* **QUOTED PASSAGE**
+===+

Saturday, April 2, 2016

I Don't Need a Day #worldautismday

Today is April 2nd. It's World Autism Day.

I shared this on Facebook yesterday:

Facebook was also so kind to remind me that on this day, in years past, I've shared the following:
 And this one too:

I don't need a day to remind me to think about Autism. I don't need to wear blue to be aware of Autism. I live Autism every single day.

Somedays, it's so hard. Other days, it's the easiest thing I've ever done. And I know how very lucky we are. My son is autistic. But he's so much more. Trying to sum him up with that one word is like saying he has blue eyes and expecting you to know everything about him from that one fact. He's entering adolescence, which is going to bring a whole new set of challenges. Especially considering that his body is losing control to hormonal fluctuations while his emotions are still about 3 years behind his chronological age, and he lacks the pragmatic skills to express himself without a whole lot of work on my part.

But he can express himself. And we're working on it. Every day we work on it. Some days are good. Some days are not. Some days the stress of the outside world is almost too much for him.

And we're so lucky. So very lucky. My son is one of the lucky ones. Because yes, he's autistic. But, like I said, he's so much more. He has friends (typical ones). Okay, maybe just one or two friends, but someone he can call for a playdate and they will say yes. He's well liked. He's not thought of as odd. He's in a regular class and is no longer on an IEP. College is in his future. He'll have a career. We have every reason to expect that he'll have a family, if he so desires.

+===+

* **GIVEN DATA**

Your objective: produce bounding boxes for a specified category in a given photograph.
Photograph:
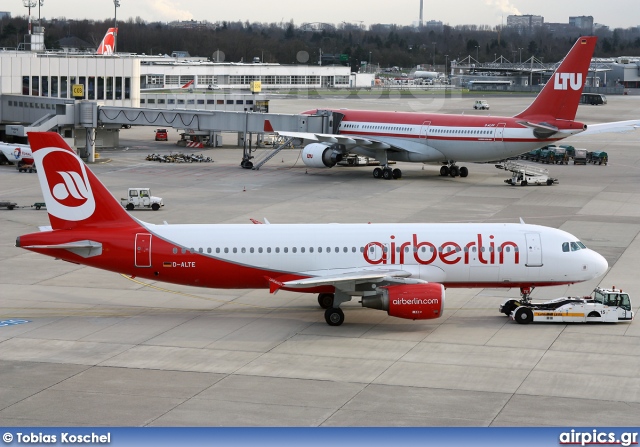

+===+

* **TASK SET**
• a. In the World Autism Day post, what kind of class is the son in?
• b. Return the section of the World Autism Day post that begins with the words containing "Facebook was also" and ends with "every single day.".
Answer from the post itself, not from the listing.

* **ANSWERS TO THE PROBLEMS**
• a. He is in a regular class.

• b.
Facebook was also so kind to remind me that on this day, in years past, I've shared the following:
 And this one too:

I don't need a day to remind me to think about Autism. I don't need to wear blue to be aware of Autism. I live Autism every single day.